Location identification entries:

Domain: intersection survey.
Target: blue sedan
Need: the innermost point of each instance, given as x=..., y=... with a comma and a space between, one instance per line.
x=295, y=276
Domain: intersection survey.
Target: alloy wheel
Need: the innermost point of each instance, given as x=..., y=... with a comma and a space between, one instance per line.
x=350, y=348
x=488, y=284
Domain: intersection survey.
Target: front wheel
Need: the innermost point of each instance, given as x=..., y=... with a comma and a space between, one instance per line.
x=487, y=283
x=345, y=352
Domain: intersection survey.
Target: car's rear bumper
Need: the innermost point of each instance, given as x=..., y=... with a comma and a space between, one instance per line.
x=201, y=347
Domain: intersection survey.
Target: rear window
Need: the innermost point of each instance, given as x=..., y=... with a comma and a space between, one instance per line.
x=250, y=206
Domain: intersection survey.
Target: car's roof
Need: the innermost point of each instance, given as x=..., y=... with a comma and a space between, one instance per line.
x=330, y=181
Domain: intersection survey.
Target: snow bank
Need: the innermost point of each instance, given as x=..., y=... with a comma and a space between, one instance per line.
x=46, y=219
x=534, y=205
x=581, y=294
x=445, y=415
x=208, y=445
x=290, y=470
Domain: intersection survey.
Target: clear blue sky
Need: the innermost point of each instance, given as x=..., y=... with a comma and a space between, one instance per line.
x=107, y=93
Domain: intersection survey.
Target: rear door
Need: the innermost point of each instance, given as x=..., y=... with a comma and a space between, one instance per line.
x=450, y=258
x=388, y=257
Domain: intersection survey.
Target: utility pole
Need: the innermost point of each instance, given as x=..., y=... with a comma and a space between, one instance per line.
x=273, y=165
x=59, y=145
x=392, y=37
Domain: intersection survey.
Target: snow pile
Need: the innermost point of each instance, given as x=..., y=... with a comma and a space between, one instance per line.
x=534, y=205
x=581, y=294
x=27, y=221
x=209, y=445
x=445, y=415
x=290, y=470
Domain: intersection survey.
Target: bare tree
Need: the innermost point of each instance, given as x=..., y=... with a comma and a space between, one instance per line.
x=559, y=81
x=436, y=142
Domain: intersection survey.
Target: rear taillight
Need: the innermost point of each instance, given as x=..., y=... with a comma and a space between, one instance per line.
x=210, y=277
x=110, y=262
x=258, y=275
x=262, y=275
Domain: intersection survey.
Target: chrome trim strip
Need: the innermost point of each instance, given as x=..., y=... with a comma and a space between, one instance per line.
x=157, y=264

Problem statement:
Rewrite all the entries above, changing "intersection survey" to "street corner survey" wherever it appears and leaving everything else as it is.

Written response:
Domain: street corner survey.
Target: blue sedan
Need: the innermost point of each instance, given as x=..., y=... with a comma and a space between, one instance per line.
x=295, y=276
Domain: street corner survey.
Target: alloy wheel
Need: the innermost point of each instance, given as x=..., y=... with a comma and a space between, one instance per line.
x=350, y=348
x=488, y=284
Domain: street corner survey.
Target: front wheel
Need: the innermost point of each instance, given as x=..., y=... with a comma and a space between, one instance per line.
x=487, y=283
x=345, y=352
Domain: street corner survey.
Target: car's rear bumper
Need: the innermost point of each instance, given as x=..., y=... with a comma and a space between, one instance per line.
x=201, y=347
Domain: street corner survey.
Target: rear window
Need: the innermost point of each instance, given as x=..., y=... with a comma and a space between, one instance per line.
x=250, y=206
Domain: street corner survey.
Target: car's roof
Need: the innermost point of each instance, given as x=..., y=... with a comma and a space between, one instance per line.
x=330, y=181
Domain: street corner survey.
Target: snow bank
Need: the innermost point of each instance, given as x=..., y=... with a comma and a space between, one instance per line.
x=46, y=219
x=534, y=205
x=581, y=294
x=445, y=415
x=208, y=445
x=290, y=470
Domain: street corner survey.
Target: clear blue sky
Need: the innermost point of each instance, given as x=..., y=... with a comma and a space between, one instance per line.
x=107, y=93
Domain: street corner survey.
Target: rear door
Need: the innermost point of each instance, given as x=..., y=... with a comma and a space between, one instance per line.
x=450, y=258
x=388, y=257
Domain: street corner survey.
Target: utility pole
Need: the innermost point of each instance, given as x=..., y=... with a comma and a space between, one instance per line.
x=273, y=165
x=59, y=145
x=392, y=37
Domain: street corner survey.
Target: snow pile
Need: the innermost point of each instance, given as x=..., y=... with a comma and a space between, one instance per line.
x=534, y=205
x=581, y=294
x=27, y=221
x=209, y=445
x=445, y=415
x=290, y=470
Domain: street corner survey.
Target: bare tree
Need: the innermost point of each instance, given as x=..., y=... with a comma and a space between, one instance per line.
x=559, y=81
x=436, y=142
Domain: street corner survey.
Target: rear taillight
Need: the innermost point of each instance, given as x=..., y=... with a comma and a space between, one instance per line.
x=210, y=277
x=110, y=262
x=258, y=275
x=262, y=275
Domain: street corner survey.
Target: chrome trim strip
Need: the innermost point of each instance, given as x=..., y=... with a comma and a space between, one instance per line.
x=157, y=264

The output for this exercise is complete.